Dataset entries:
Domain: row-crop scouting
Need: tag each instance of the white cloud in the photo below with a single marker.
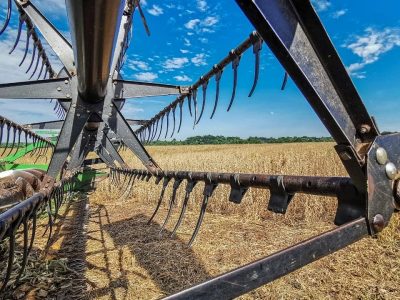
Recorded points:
(155, 10)
(202, 5)
(175, 63)
(339, 13)
(370, 46)
(321, 5)
(199, 60)
(192, 24)
(138, 65)
(182, 78)
(146, 76)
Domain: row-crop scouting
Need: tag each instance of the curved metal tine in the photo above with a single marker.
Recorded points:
(166, 130)
(33, 58)
(19, 138)
(189, 188)
(8, 138)
(194, 96)
(218, 75)
(175, 187)
(173, 114)
(165, 184)
(13, 143)
(199, 220)
(41, 69)
(235, 65)
(180, 116)
(25, 248)
(162, 121)
(11, 252)
(256, 50)
(28, 36)
(189, 97)
(21, 22)
(8, 17)
(37, 64)
(285, 78)
(204, 89)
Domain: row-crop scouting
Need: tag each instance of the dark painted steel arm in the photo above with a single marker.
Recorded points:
(41, 89)
(125, 89)
(295, 35)
(54, 38)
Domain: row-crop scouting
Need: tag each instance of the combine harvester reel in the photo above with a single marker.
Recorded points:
(90, 93)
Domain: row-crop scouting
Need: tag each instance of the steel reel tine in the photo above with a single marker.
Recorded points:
(162, 121)
(218, 75)
(189, 188)
(28, 36)
(285, 78)
(166, 131)
(204, 90)
(21, 22)
(199, 220)
(13, 143)
(180, 116)
(8, 137)
(257, 45)
(189, 97)
(173, 114)
(8, 17)
(235, 65)
(36, 65)
(165, 184)
(25, 249)
(171, 203)
(41, 69)
(33, 58)
(194, 94)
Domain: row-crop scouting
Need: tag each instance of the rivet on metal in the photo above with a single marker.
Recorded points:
(378, 223)
(381, 156)
(391, 170)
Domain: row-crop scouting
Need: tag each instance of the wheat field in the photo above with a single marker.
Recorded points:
(105, 238)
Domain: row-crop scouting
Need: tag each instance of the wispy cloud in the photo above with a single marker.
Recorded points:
(199, 60)
(321, 5)
(202, 5)
(183, 78)
(175, 63)
(370, 46)
(155, 10)
(146, 76)
(339, 13)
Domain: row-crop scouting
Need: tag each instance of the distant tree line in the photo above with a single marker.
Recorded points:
(219, 139)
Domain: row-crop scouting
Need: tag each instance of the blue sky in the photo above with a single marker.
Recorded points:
(188, 37)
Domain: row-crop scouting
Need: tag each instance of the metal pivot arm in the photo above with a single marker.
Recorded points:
(134, 89)
(121, 128)
(41, 89)
(53, 37)
(295, 35)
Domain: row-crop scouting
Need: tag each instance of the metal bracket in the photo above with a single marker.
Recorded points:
(280, 198)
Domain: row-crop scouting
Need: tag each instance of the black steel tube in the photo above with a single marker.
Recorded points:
(93, 25)
(258, 273)
(315, 185)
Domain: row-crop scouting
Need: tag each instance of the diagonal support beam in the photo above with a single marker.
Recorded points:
(41, 89)
(54, 38)
(125, 89)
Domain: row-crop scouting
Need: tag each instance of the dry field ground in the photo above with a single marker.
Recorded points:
(114, 254)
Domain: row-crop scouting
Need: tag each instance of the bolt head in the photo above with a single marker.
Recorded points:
(381, 156)
(391, 170)
(378, 223)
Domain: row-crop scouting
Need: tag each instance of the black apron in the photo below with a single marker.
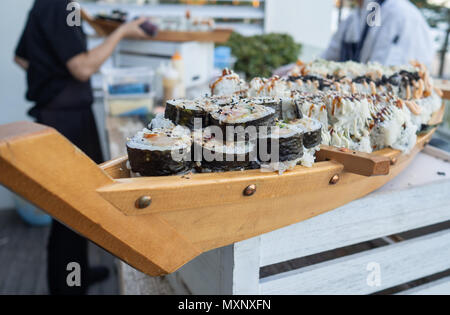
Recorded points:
(71, 114)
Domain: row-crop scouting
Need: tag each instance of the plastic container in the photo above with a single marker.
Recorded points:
(30, 214)
(128, 91)
(223, 58)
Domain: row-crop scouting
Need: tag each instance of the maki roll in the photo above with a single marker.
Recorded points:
(245, 114)
(312, 131)
(160, 152)
(229, 84)
(214, 155)
(275, 103)
(184, 112)
(284, 143)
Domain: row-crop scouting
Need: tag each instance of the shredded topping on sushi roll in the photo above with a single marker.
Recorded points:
(243, 112)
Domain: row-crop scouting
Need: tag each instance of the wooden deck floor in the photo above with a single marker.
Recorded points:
(23, 259)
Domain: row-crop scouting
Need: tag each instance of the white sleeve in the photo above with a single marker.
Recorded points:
(333, 52)
(400, 40)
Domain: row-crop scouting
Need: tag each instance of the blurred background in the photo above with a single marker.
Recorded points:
(131, 86)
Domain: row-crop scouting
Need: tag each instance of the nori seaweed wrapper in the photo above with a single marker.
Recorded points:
(226, 161)
(266, 121)
(312, 135)
(312, 139)
(156, 163)
(274, 103)
(290, 147)
(185, 116)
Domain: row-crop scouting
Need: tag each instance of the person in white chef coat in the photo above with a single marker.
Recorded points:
(391, 32)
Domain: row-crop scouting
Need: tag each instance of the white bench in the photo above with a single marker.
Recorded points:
(418, 198)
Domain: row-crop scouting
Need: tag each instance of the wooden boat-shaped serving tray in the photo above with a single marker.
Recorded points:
(188, 215)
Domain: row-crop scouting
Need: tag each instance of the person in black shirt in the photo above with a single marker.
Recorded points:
(59, 68)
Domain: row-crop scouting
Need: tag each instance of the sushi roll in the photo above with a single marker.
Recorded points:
(286, 139)
(312, 130)
(275, 103)
(245, 114)
(160, 152)
(212, 103)
(185, 112)
(229, 84)
(214, 155)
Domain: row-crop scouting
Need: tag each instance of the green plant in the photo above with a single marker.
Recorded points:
(260, 55)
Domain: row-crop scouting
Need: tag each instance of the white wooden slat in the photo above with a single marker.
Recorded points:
(210, 273)
(439, 287)
(167, 10)
(246, 267)
(399, 263)
(374, 216)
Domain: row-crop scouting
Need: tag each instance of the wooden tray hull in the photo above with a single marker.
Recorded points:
(188, 216)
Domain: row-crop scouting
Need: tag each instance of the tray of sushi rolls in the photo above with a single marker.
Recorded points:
(250, 158)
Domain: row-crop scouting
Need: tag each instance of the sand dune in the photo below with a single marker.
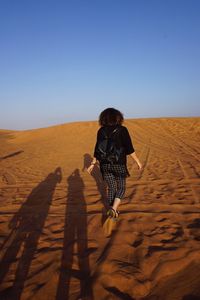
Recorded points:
(52, 241)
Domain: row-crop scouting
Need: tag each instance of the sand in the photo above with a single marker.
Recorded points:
(52, 241)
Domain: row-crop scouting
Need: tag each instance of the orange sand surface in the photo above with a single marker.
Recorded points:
(52, 240)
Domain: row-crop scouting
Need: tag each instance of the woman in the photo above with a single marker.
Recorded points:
(115, 138)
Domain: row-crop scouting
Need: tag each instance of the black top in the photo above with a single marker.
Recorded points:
(122, 138)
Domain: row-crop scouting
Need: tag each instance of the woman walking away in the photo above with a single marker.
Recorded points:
(112, 147)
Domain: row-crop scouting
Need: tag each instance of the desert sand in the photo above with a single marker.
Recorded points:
(52, 241)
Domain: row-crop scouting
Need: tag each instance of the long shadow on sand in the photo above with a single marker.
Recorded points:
(96, 174)
(75, 242)
(11, 155)
(26, 227)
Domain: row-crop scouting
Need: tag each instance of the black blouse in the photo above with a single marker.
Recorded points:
(122, 138)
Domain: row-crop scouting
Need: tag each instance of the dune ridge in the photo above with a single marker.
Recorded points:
(51, 235)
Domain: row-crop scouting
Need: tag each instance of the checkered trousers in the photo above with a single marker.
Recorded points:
(115, 178)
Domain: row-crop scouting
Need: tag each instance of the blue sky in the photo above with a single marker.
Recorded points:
(64, 61)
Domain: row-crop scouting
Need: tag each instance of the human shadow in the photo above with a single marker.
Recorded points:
(11, 155)
(26, 227)
(96, 174)
(75, 242)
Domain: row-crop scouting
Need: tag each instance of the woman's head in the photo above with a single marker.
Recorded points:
(110, 116)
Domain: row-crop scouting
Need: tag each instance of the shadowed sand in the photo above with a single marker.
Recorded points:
(51, 236)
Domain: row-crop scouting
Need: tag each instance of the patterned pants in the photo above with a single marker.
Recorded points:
(116, 182)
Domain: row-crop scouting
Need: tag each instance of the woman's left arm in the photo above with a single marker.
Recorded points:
(91, 167)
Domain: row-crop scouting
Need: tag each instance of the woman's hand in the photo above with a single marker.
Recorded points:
(140, 166)
(90, 168)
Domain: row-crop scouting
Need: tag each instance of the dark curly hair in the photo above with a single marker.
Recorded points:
(110, 116)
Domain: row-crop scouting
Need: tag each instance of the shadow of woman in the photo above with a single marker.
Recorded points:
(96, 174)
(75, 242)
(27, 226)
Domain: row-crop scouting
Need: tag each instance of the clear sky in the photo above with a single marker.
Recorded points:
(67, 60)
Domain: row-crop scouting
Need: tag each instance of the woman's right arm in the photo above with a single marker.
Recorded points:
(134, 156)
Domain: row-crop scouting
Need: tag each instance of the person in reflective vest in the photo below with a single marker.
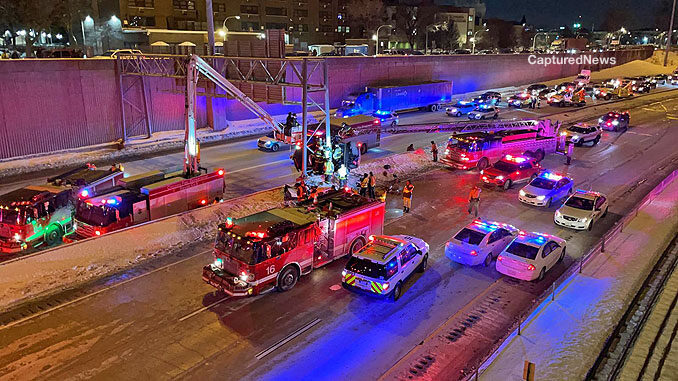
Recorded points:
(474, 200)
(407, 196)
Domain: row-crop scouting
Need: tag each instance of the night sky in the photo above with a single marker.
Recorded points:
(552, 13)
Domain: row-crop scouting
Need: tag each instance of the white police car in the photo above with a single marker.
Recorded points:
(484, 112)
(530, 255)
(382, 266)
(581, 210)
(479, 242)
(546, 188)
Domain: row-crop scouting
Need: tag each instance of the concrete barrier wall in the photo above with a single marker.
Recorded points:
(66, 266)
(52, 105)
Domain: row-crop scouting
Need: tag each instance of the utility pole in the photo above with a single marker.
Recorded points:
(210, 27)
(668, 42)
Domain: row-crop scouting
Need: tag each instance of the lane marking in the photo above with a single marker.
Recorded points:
(286, 340)
(41, 313)
(204, 309)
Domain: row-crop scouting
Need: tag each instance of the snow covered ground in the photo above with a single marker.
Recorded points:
(564, 337)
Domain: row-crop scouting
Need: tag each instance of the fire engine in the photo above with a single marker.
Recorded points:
(43, 214)
(148, 196)
(479, 149)
(272, 249)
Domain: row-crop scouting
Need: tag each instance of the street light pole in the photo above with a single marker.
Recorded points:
(226, 29)
(210, 27)
(378, 29)
(668, 41)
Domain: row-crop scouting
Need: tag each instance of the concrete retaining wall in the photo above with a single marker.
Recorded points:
(51, 105)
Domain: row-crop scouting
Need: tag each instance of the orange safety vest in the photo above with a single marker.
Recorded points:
(407, 191)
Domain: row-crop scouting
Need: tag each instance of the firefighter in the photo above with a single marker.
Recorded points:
(301, 190)
(329, 170)
(342, 173)
(407, 196)
(434, 151)
(474, 200)
(364, 182)
(372, 183)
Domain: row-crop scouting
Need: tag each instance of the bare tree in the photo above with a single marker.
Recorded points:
(365, 16)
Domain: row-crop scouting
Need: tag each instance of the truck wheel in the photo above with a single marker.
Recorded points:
(483, 163)
(397, 290)
(356, 245)
(53, 235)
(288, 278)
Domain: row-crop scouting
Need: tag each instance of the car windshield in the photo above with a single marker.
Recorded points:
(577, 129)
(469, 236)
(249, 252)
(95, 215)
(543, 183)
(522, 250)
(365, 267)
(505, 167)
(580, 203)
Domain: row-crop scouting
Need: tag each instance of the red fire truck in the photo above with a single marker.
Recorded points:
(479, 149)
(272, 249)
(43, 214)
(146, 197)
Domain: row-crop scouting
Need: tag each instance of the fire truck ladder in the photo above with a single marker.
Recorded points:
(544, 127)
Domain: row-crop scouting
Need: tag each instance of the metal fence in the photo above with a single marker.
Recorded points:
(574, 270)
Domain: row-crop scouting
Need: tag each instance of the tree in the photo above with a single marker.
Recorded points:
(66, 13)
(365, 16)
(33, 16)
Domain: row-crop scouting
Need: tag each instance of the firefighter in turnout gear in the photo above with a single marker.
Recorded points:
(407, 196)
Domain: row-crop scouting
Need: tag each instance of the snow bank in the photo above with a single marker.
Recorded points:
(53, 270)
(564, 338)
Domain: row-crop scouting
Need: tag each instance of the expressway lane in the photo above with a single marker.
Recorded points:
(157, 326)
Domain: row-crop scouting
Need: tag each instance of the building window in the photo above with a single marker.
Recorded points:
(275, 25)
(249, 9)
(271, 11)
(249, 26)
(141, 3)
(301, 13)
(186, 5)
(139, 21)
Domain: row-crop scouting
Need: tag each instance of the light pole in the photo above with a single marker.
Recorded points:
(668, 41)
(377, 37)
(224, 25)
(534, 39)
(474, 39)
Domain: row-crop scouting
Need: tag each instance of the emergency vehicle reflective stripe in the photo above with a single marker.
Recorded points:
(350, 279)
(376, 287)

The task: Look through the data and show every line containing "sushi".

Answer section:
Need: tag each instance of the shredded topping on sushi roll in the photo above with a single marker.
Need: tag each instance of the sushi roll in the photo above with a single marker.
Need: tag each instance of the tray of sushi rolls in the photo above with a single marker.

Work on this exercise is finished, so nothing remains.